[A few data]
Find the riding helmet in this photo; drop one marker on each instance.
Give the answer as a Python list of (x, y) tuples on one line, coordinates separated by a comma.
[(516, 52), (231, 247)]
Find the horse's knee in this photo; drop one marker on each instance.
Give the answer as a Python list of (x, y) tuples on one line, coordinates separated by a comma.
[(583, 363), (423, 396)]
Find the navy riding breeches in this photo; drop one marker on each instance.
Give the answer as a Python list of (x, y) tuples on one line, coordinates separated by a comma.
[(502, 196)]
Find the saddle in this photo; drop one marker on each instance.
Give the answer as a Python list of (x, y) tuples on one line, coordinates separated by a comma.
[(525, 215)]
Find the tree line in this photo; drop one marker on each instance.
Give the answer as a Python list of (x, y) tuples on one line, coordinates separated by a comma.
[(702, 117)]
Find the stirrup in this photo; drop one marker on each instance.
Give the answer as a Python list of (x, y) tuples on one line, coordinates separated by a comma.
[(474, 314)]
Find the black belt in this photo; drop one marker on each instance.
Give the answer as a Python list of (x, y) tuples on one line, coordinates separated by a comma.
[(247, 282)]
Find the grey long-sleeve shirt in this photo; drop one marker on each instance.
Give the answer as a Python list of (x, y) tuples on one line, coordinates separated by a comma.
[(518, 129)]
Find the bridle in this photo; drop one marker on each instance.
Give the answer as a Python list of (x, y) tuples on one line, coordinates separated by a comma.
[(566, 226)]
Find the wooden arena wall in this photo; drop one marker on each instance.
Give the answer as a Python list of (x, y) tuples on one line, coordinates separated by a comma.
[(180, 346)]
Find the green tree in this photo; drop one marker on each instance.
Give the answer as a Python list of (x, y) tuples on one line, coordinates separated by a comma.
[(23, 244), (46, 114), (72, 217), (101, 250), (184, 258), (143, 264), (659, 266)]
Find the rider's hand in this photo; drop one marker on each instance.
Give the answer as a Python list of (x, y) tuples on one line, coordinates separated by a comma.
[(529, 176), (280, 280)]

== Written request ==
Rewrite all of the data above, replacing every "drop one marker" with "place one point" and changing nothing else.

== Answer in full ==
Find the riding helmet in this photo; place one point on each instance.
Give the answer as a Python list of (x, y) tuples on one line, coordinates separated by a comma.
[(516, 52), (231, 247)]
Find the horse's knee in this photo; place one point on each instance.
Give the answer as a Python list of (x, y) tuples on one line, coordinates separated by a comma.
[(583, 363), (423, 396)]
Find the navy riding breeches in this photo; place one point on each instance.
Give the answer as a Python list of (x, y) tuples on one line, coordinates separated by a comma.
[(502, 196)]
Find the saddle in this photo; place one point on each instance.
Give the answer as a Python list of (x, y) tuples on one line, coordinates separated by a comma.
[(525, 215)]
Find the tree line in this photo; place one point on each instance.
Give the answer as a Python list of (x, y) tuples on one line, coordinates separated by a comma.
[(702, 117)]
Find the stirrup in this photo; place one point on each instance.
Give the answer as a Python list of (x, y) tuples on one line, coordinates separated by a comma.
[(474, 314)]
Find the black belt in this photo; place one point on each instance.
Give the answer as a Python list of (x, y) tuples on one line, coordinates separated by a comma.
[(247, 282)]
Find the grey long-sleeve shirt in this photo; place one point on each instance.
Give the answer as a Python list of (x, y) tuples on one line, coordinates separated by a comma.
[(518, 129)]
Find the bridle in this photo; place one point on each instance.
Give the answer as a Python list of (x, y) tuples on one line, coordinates separated by a comma.
[(566, 226)]
Find the wooden arena wall in this photo; place one point on each instance.
Give the answer as a Python list of (x, y) tuples on one line, coordinates separated by a comma.
[(180, 346)]
Find the green tree in this photo; place one point on each instance.
Give the answer as a Python list of (x, y) tuples on one line, coordinates separated by a comma.
[(23, 244), (46, 114), (72, 217), (101, 250), (184, 258), (143, 264), (659, 266)]
Find the rider's hand in this photo; place one point on each instance.
Give the answer as a Python list of (x, y) tuples on one line, coordinates separated by a comma.
[(529, 176), (280, 280)]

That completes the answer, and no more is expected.